▸ **Requirements**
a: In the forum thread, what average tick count did plain "rep movsb" or "rep stosb" give per 512-byte copy or set?
b: Give the part of the forum thread starting with "I remember playing" and going on through "tests on memcpy/memset." again, swapping "compiler" for "translator".

▸ **Selected text**
────────

Posted: **Tue Dec 23, 2008 2:50 pm**

01000101 wrote:As for the pointer arithmetic, it is valid. If anything it would be bit safer to add the default memory-size as the typecast (something like: "((uint64)dest)++;"). Using *(uint64*) would increment the value pointed to, not the pointer.

Heh, any correction contains at least one error :) Forgot what law that was :). *((uint64*)someptr++) is supposed to work then, although I'm not entirely sure the dereference takes place before the increment. Gotten a bit rusty with the rules...

JAL

Posted: **Tue Dec 23, 2008 3:03 pm**

jal wrote:
01000101 wrote:As for the pointer arithmetic, it is valid. If anything it would be bit safer to add the default memory-size as the typecast (something like: "((uint64)dest)++;"). Using *(uint64*) would increment the value pointed to, not the pointer.
Heh, any correction contains at least one error Forgot what law that was . *((uint64*)someptr++) is supposed to work then, although I'm not entirely sure the dereference takes place before the increment. Gotten a bit rusty with the rules...

JAL

I believe you're referring to Muphry's law. =)
I have a hard time wrapping my head around which gets incremented in the expression *(uint64*)pointer++. Also, in that expression, is it incremented by one or by sizeof(uint64)? C can be funky at times with pointers.

Posted: **Tue Dec 23, 2008 6:42 pm**

With intelligent chips like Intel makes, I've found almost no benefit to such optimizations. I was really depressed when I made my compiler much more optimal but it had no impact. Intel chips reorder instructions while executing and all kinds of crazy things doing two instructions at once, possibly. The funny things is a good compiler could do it and it almost seems silly to waste silicon on it.

Test your results and let me know -- I'm curious if they shorten timings. If you do improve timings, I really want to know!

I remember playing with STOSB and STOSQ and I don't think it helped.

I built many functions into my compiler. It doesn't allow "inlining" for an arbitrary function, but I can build functions into the compiler pretty easily. The built-in ones can do things like recognize a constant size in MemSet() and pick from STOSB, STOSW, STOSD or STOSQ. It will even substitute MOV [RDI],0 MOV 8[RDI],0 etc for tiny values.

I have BTS, BTR, BT and BTC built-in. That's cool. I have read-time-stamp built-in. Does anyone know if RDTSC's frequency changes on a core i7. I might be in trouble

Posted: **Tue Dec 23, 2008 7:24 pm**

I actually just redid my speed tests on memcpy/memset.

using movntdqa to load and movdqu to store (from xmm registers) had an average tick count of 712 ticks per 512-byte copy or set. Done in a seperate .asm file in nasm.

using just the plain ol' "rep movsb" or "rep stosb" in a .asm file yielded an average of 10 ticks per 512-byte copy or set.

using __uint128_t and uint8_t within a C memcpy/set yielded a result of about 400 ticks per 512-byte copy or set. That was with -O3 -m64 -ftracer -msse4.1 .

so, to me at least, it seems that the simplest of designs really is the best one in this case.

────────

▸ **Data supplied**
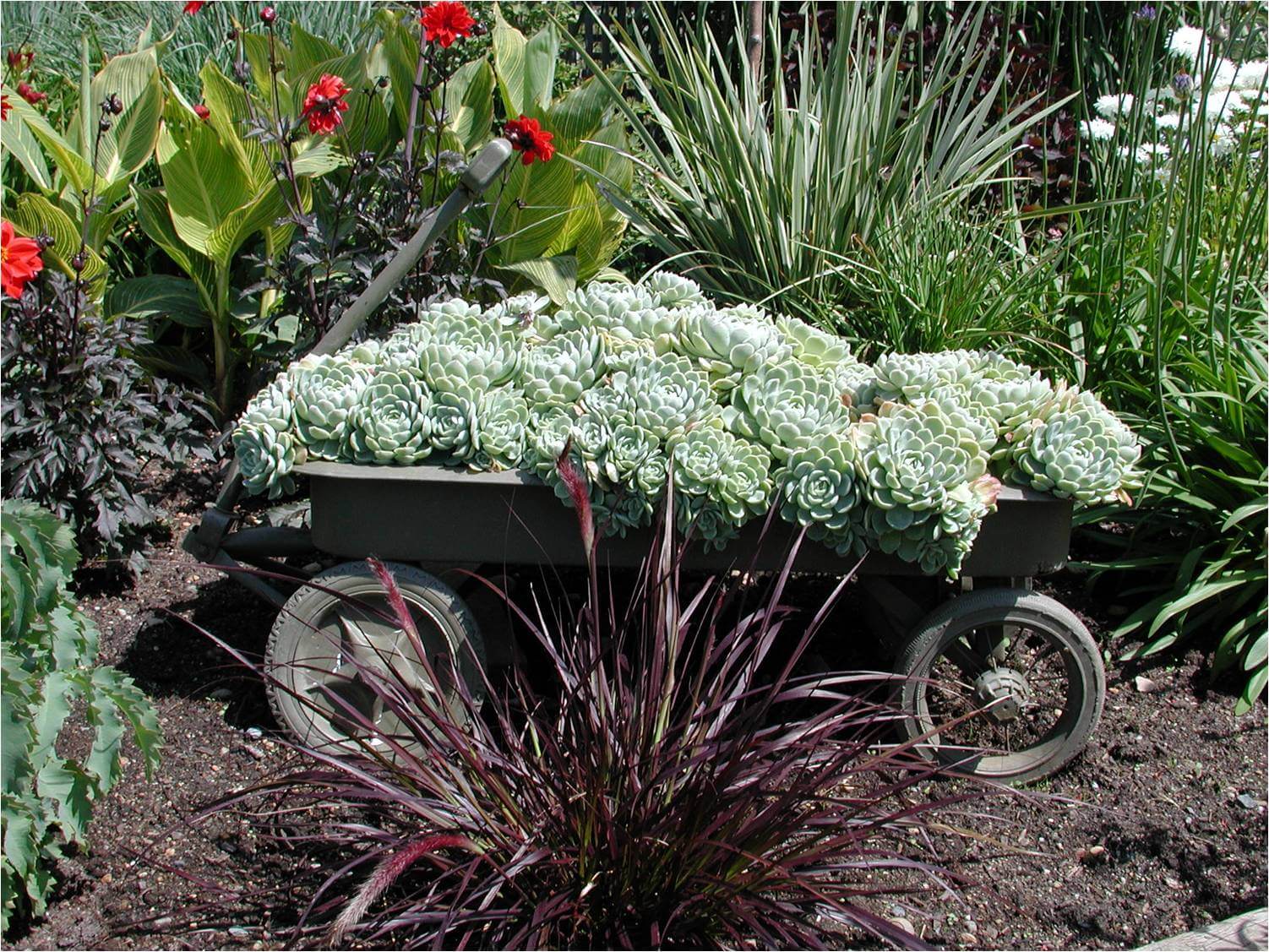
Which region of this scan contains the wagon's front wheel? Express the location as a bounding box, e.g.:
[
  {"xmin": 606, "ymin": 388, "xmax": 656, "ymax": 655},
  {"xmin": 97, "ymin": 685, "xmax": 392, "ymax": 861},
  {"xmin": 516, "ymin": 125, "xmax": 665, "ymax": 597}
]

────────

▸ **In response**
a: An average of 10 ticks.

b:
I remember playing with STOSB and STOSQ and I don't think it helped.

I built many functions into my translator. It doesn't allow "inlining" for an arbitrary function, but I can build functions into the translator pretty easily. The built-in ones can do things like recognize a constant size in MemSet() and pick from STOSB, STOSW, STOSD or STOSQ. It will even substitute MOV [RDI],0 MOV 8[RDI],0 etc for tiny values.

I have BTS, BTR, BT and BTC built-in. That's cool. I have read-time-stamp built-in. Does anyone know if RDTSC's frequency changes on a core i7. I might be in trouble

Posted: **Tue Dec 23, 2008 7:24 pm**

I actually just redid my speed tests on memcpy/memset.